[Natural language region descriptions]
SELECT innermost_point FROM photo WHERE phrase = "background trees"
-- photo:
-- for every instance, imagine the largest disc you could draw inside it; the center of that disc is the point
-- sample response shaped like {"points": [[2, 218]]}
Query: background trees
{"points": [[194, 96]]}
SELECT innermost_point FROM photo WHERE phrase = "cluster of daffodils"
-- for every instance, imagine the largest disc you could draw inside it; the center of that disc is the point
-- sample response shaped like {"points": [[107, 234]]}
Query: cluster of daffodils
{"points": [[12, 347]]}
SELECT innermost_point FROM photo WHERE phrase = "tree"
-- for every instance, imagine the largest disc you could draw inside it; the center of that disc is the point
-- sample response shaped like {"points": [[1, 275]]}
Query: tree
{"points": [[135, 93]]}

==

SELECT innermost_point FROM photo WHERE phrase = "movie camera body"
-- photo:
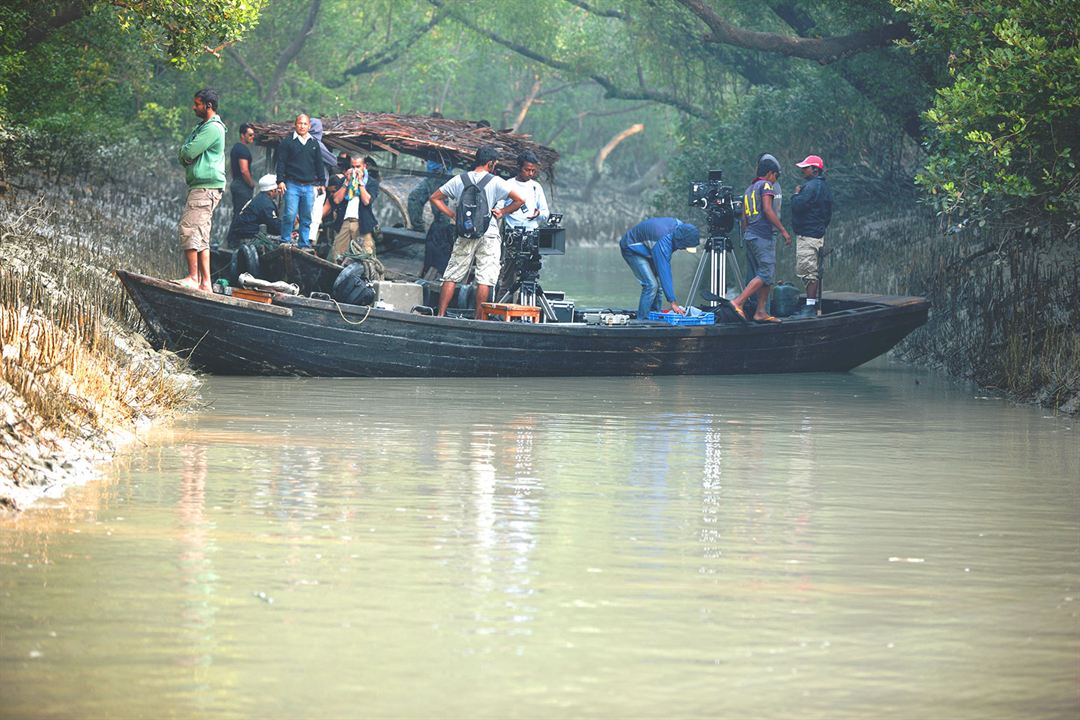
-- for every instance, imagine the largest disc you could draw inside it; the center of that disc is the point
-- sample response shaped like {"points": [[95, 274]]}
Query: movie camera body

TO DO: Would you copy each line of the records that contains "sample"?

RESULT:
-- sample response shaped like {"points": [[2, 218]]}
-- sample response shaped like {"points": [[107, 234]]}
-- sample response shaped like {"points": [[1, 275]]}
-- sample response shaped like {"points": [[95, 274]]}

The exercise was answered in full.